* **Text**:
# Freud router bits at Home Depot



## Ross72 (Jan 1, 2009)

I was talking to a friend of mine this morning at HD, while picking up soome supplies for a bathroom remodel. I always stop to look at the router bits and am always disappointed with the selection. The HD up here carries Porter-Cable bits (decent quality) and Ryobi (junk, in my opinon). 

My buddy is the hardware/tool department supervisor. I always give him a hard time about the selection and he tells me "I know it sucks, but its the best I can do."

However, today he told me that they are selling of the current stock and are replacing it w/Freud bits. The regional manager aparently stock a deal w?Freud. I don't know if its true or not, but it would certainly be nice.

Ross

P.S. Hey Charles M. do you know anything about this?


----------



## Ross72 (Jan 1, 2009)

Sorry about all the typos. I haven't mastered hunt and peck yet.

Ross


----------



## Ralph Barker (Dec 15, 2008)

Ross, I understand the secret to mastering hunt and peck is to use seeds for training, not entire granola bars. 

Blut, I neber critypicize obber's tryping.


----------



## dovetail_65 (Jan 22, 2008)

Something is up because I notice a lot of places discounting or discontinuing the Porter Cable bits.

I think it may be a Porter Cable issue more than anything.


----------



## Charles M (Apr 10, 2006)

Ross72 said:


> P.S. Hey Charles M. do you know anything about this?


The Home Depot is phasing Freud router bits in to all stores over the next year.


----------



## Larry Strawson (Feb 11, 2009)

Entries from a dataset

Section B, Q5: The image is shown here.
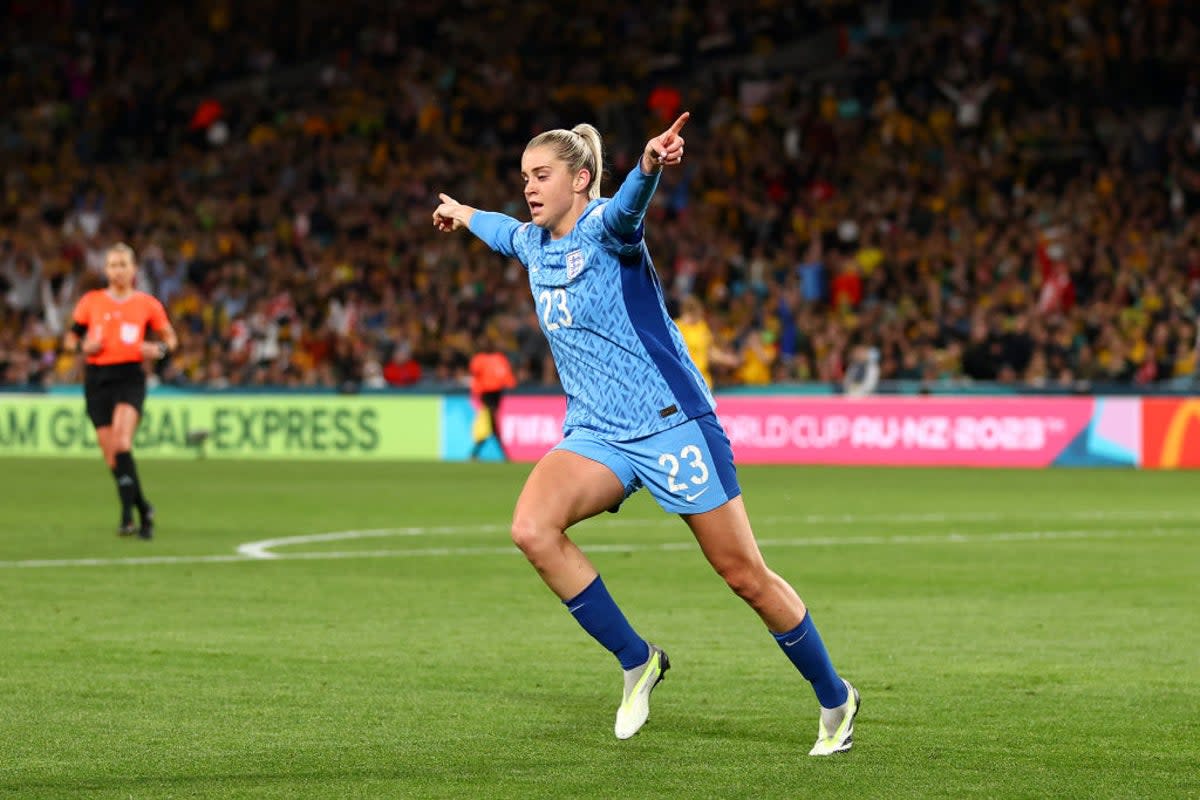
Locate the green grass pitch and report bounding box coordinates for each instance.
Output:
[0,457,1200,800]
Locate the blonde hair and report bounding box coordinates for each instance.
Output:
[104,241,138,266]
[526,122,604,200]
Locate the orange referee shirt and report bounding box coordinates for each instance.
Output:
[74,289,168,366]
[467,353,517,396]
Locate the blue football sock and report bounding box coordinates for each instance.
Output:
[773,612,850,709]
[563,576,650,669]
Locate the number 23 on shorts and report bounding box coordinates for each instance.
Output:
[659,445,708,500]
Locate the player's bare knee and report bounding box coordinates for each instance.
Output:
[719,564,769,606]
[511,516,562,559]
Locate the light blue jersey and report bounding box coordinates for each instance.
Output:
[470,167,716,441]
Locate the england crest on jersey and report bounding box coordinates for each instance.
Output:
[566,249,583,281]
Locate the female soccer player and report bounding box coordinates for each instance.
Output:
[64,243,179,539]
[433,114,859,756]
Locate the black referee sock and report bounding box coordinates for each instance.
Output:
[113,450,145,523]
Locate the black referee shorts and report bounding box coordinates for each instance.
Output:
[83,362,146,428]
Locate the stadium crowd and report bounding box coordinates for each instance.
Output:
[0,0,1200,389]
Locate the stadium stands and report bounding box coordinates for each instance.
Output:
[0,0,1200,390]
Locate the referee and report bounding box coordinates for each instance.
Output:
[64,243,179,539]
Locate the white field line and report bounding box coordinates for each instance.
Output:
[0,510,1200,569]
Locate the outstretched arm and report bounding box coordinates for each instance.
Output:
[604,112,690,239]
[433,194,521,258]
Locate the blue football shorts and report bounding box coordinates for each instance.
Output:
[554,414,742,513]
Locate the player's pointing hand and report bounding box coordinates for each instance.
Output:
[433,194,475,231]
[642,112,691,173]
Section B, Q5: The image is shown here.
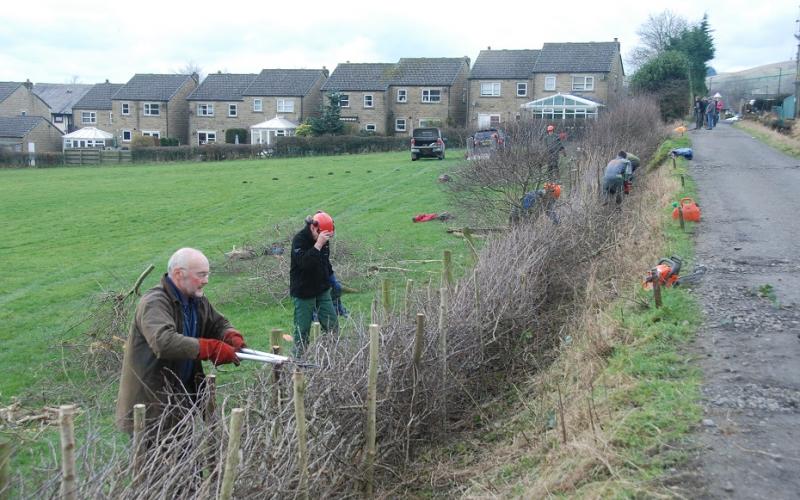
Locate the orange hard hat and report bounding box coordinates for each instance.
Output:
[311,210,333,232]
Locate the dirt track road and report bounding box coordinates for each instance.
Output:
[683,123,800,499]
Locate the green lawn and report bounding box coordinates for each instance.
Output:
[0,153,466,404]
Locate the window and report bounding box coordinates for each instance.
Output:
[197,104,214,116]
[197,130,217,146]
[278,99,294,113]
[481,82,500,97]
[572,76,594,91]
[144,102,161,116]
[422,89,442,102]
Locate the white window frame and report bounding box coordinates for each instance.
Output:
[143,102,161,116]
[197,130,217,146]
[572,75,594,92]
[197,102,214,116]
[544,75,556,92]
[421,88,442,104]
[481,82,501,97]
[276,99,294,113]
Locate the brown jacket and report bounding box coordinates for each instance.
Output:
[117,275,231,433]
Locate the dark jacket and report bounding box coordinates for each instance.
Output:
[289,226,333,299]
[117,275,232,433]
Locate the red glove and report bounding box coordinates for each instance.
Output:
[197,339,239,366]
[222,328,247,351]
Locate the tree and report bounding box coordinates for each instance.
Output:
[309,92,344,135]
[628,10,689,68]
[631,50,690,120]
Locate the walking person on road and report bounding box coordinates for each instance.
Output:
[116,248,246,433]
[289,211,339,356]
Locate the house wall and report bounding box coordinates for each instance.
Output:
[0,84,51,120]
[22,122,63,153]
[467,78,534,128]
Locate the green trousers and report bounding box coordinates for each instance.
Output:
[292,288,339,356]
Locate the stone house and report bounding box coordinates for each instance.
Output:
[322,57,469,135]
[0,116,62,153]
[187,68,328,144]
[72,80,124,133]
[108,74,198,147]
[0,80,50,121]
[468,48,539,129]
[33,83,92,133]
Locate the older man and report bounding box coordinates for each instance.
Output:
[117,248,245,433]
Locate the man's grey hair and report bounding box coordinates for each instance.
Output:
[167,247,203,275]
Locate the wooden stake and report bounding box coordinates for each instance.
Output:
[403,279,414,317]
[0,438,11,500]
[650,267,661,309]
[366,324,380,498]
[58,405,78,500]
[292,368,308,500]
[219,408,244,500]
[131,404,146,482]
[442,250,453,288]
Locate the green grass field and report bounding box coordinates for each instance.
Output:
[0,153,466,404]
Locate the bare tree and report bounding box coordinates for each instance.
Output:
[628,10,689,68]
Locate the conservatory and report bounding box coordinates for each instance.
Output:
[521,93,603,120]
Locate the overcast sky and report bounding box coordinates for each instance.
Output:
[0,0,800,83]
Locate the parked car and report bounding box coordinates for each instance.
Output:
[411,127,445,161]
[466,128,506,160]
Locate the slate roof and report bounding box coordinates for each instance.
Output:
[0,82,22,102]
[322,63,396,91]
[469,49,539,80]
[186,73,258,101]
[243,69,325,97]
[72,83,125,109]
[33,83,92,115]
[111,73,197,101]
[0,116,47,139]
[533,42,619,73]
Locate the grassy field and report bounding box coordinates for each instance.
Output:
[0,153,466,404]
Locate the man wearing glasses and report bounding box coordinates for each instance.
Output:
[117,248,246,433]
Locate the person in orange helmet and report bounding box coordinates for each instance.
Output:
[289,211,339,356]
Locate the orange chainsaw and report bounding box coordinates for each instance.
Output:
[642,255,683,290]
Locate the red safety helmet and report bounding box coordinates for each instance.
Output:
[311,210,333,232]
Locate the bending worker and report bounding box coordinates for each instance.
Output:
[289,211,339,356]
[116,248,246,433]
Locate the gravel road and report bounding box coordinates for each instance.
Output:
[673,123,800,499]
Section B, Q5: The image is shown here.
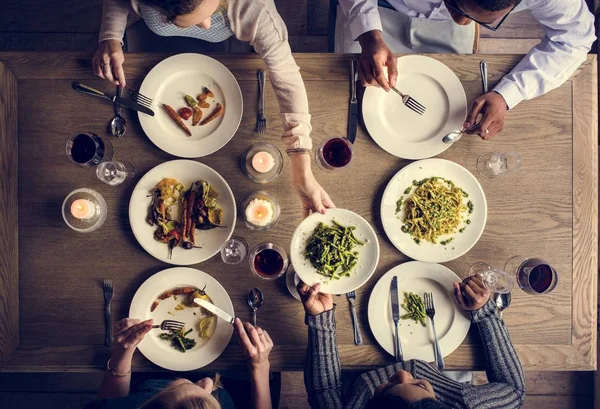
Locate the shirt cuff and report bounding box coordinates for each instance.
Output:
[349,10,383,41]
[304,305,335,330]
[494,77,524,109]
[469,296,500,322]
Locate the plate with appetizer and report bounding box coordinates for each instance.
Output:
[139,54,243,158]
[362,55,467,159]
[368,261,471,362]
[129,267,234,371]
[381,159,487,263]
[290,209,379,294]
[129,160,236,265]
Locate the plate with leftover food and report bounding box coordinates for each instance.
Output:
[129,267,234,371]
[290,209,379,294]
[129,160,237,265]
[362,55,467,159]
[368,261,471,362]
[138,54,243,158]
[381,159,487,263]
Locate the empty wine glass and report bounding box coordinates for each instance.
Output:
[96,160,136,186]
[469,261,515,294]
[477,152,521,179]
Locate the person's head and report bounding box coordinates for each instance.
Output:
[445,0,521,27]
[140,378,221,409]
[141,0,226,29]
[369,371,447,409]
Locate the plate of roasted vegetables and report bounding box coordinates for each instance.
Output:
[139,54,243,158]
[129,267,235,371]
[290,209,379,294]
[129,160,236,265]
[368,261,471,362]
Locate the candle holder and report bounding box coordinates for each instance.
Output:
[240,142,283,183]
[62,188,108,233]
[240,190,281,231]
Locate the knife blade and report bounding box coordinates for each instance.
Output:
[112,96,154,116]
[390,276,402,362]
[194,298,234,324]
[348,58,358,143]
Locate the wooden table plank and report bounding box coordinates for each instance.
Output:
[0,53,597,371]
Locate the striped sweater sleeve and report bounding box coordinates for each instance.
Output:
[464,298,525,409]
[304,307,342,409]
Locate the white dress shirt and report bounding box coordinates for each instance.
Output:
[339,0,596,109]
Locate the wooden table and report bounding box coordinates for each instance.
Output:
[0,53,598,371]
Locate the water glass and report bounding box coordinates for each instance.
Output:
[96,160,136,186]
[477,152,522,179]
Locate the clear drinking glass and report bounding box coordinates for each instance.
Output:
[469,261,515,294]
[66,132,114,168]
[504,256,558,295]
[316,138,352,171]
[221,236,248,264]
[477,152,521,179]
[96,160,136,186]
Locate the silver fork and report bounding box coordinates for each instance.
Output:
[392,87,427,115]
[102,280,113,345]
[424,293,444,370]
[152,320,185,332]
[256,70,267,136]
[346,291,362,345]
[125,85,154,108]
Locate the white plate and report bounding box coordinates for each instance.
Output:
[368,261,471,362]
[129,159,237,266]
[362,55,467,159]
[381,159,487,263]
[290,209,379,294]
[129,267,234,371]
[138,54,243,158]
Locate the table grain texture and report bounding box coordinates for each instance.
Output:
[0,53,598,371]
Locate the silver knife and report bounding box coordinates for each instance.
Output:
[194,298,234,324]
[73,82,154,116]
[348,58,358,143]
[390,276,402,362]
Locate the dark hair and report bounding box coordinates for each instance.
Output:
[368,394,449,409]
[473,0,521,11]
[140,0,203,21]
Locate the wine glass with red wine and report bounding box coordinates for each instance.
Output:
[317,138,352,170]
[250,243,289,280]
[504,256,558,294]
[66,132,114,168]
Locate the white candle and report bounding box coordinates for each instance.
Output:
[252,151,275,173]
[245,199,274,226]
[71,199,96,220]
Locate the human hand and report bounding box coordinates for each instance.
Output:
[114,318,152,354]
[92,40,125,86]
[296,281,333,315]
[453,276,490,311]
[463,91,507,140]
[358,30,398,91]
[233,318,273,372]
[292,154,335,217]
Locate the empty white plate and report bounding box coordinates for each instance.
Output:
[362,55,467,159]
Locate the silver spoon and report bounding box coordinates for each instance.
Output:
[248,287,265,326]
[110,85,127,138]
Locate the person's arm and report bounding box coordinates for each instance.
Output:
[234,318,273,409]
[98,318,152,399]
[454,276,525,409]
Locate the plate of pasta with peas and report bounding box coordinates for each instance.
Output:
[381,159,487,263]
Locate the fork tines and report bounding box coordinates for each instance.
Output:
[125,85,154,108]
[102,280,113,301]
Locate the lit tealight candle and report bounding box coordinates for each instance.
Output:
[252,151,275,173]
[245,199,273,226]
[71,199,96,220]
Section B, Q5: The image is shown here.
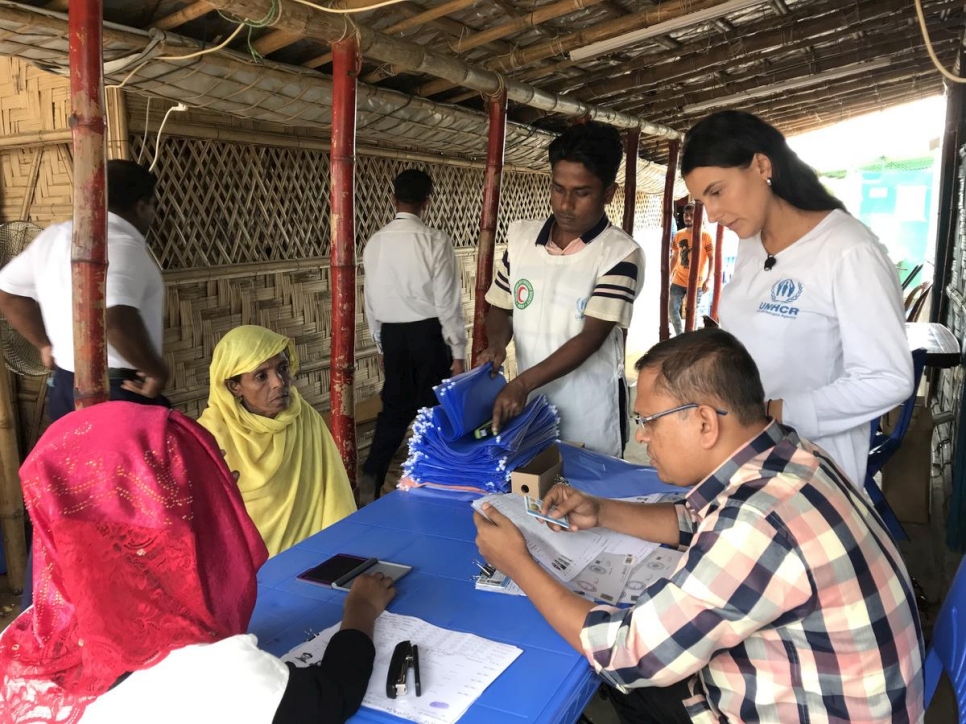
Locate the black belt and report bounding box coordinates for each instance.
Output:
[107,367,138,380]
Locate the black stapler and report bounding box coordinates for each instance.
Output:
[386,641,423,699]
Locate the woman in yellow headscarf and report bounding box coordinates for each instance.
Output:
[198,325,356,555]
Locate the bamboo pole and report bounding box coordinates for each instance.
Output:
[711,223,724,322]
[472,93,506,367]
[329,35,362,490]
[68,0,108,409]
[623,128,641,236]
[17,146,44,221]
[657,138,681,342]
[0,362,27,593]
[104,88,131,161]
[211,0,690,138]
[929,49,966,326]
[152,0,211,30]
[684,201,704,332]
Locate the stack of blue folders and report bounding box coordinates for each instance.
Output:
[403,365,560,493]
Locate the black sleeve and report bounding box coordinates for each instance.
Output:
[273,629,376,724]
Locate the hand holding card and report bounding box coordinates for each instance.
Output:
[523,495,570,529]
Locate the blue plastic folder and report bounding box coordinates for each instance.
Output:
[403,365,559,493]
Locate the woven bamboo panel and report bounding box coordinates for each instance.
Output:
[0,144,73,226]
[0,56,70,136]
[164,250,476,417]
[132,135,549,270]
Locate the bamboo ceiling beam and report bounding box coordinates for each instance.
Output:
[628,32,958,115]
[151,0,211,30]
[304,0,512,68]
[252,30,302,55]
[417,0,744,96]
[457,0,604,53]
[487,0,764,72]
[544,0,908,93]
[578,0,924,102]
[212,0,681,138]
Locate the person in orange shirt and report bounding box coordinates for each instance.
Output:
[668,204,714,335]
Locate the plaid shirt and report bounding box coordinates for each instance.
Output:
[581,423,923,722]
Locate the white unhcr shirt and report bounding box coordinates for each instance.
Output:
[362,212,466,359]
[720,211,912,490]
[0,213,164,372]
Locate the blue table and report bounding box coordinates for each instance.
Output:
[249,445,680,724]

* **Problems to solve**:
• A. In the Freud router bits thread, what does Charles M say The Home Depot is doing with Freud router bits?
• B. Carry on the Freud router bits thread from the point where it stops.

* **Answers in order**:
• A. Phasing them in to all stores over the next year.

• B.
Hi Ross

All the Home Depots here in Edmonton, Alberta carry Freud bits, I think there are 7 Home Depots in Edmonton now. 

Online shopping is still your best option for buying bits though, Ebay, Amazon, or the individual retailers. IMO

Larry


----------



## Ross72 (Jan 1, 2009)

Charles M. Thanks for the reply, I'm glad to see a quality bit coming into a big box store.

Larry Thanks for the tip, my local HD carries 2 Freud bits.

Thanx for all the replies.

Ross


----------



## laflaone (Dec 8, 2007)

I went to my local HD yesterday to get a bit. The selection is now totally Diablo (Freud) bits. I wanted a 3/8" roundover bit. It was $37. No thank you. Most of the bits there were in the 30-40 dollar range. Have they lost their minds?


----------



## dovetail_65 (Jan 22, 2008)

That same bit in a Festool variety is closer to 60.00. You must remember those are nice bits and are not going to get worn after a few uses.

Still you can get that bit cheaper on the internet.


----------



## levon (Sep 14, 2008)

i do think freud makes great stuff, the premiere fusion tablesaw blade is unbeatable. but you can buy several bits for that and they will probably last the average person as long, as for the festool bit , im sure its good, but all their stuff is overpriced.


----------



## Charles M (Apr 10, 2006)

laflaone said:


> I went to my local HD yesterday to get a bit. The selection is now totally Diablo (Freud) bits. I wanted a 3/8" roundover bit. It was $37. No thank you. Most of the bits there were in the 30-40 dollar range. Have they lost their minds?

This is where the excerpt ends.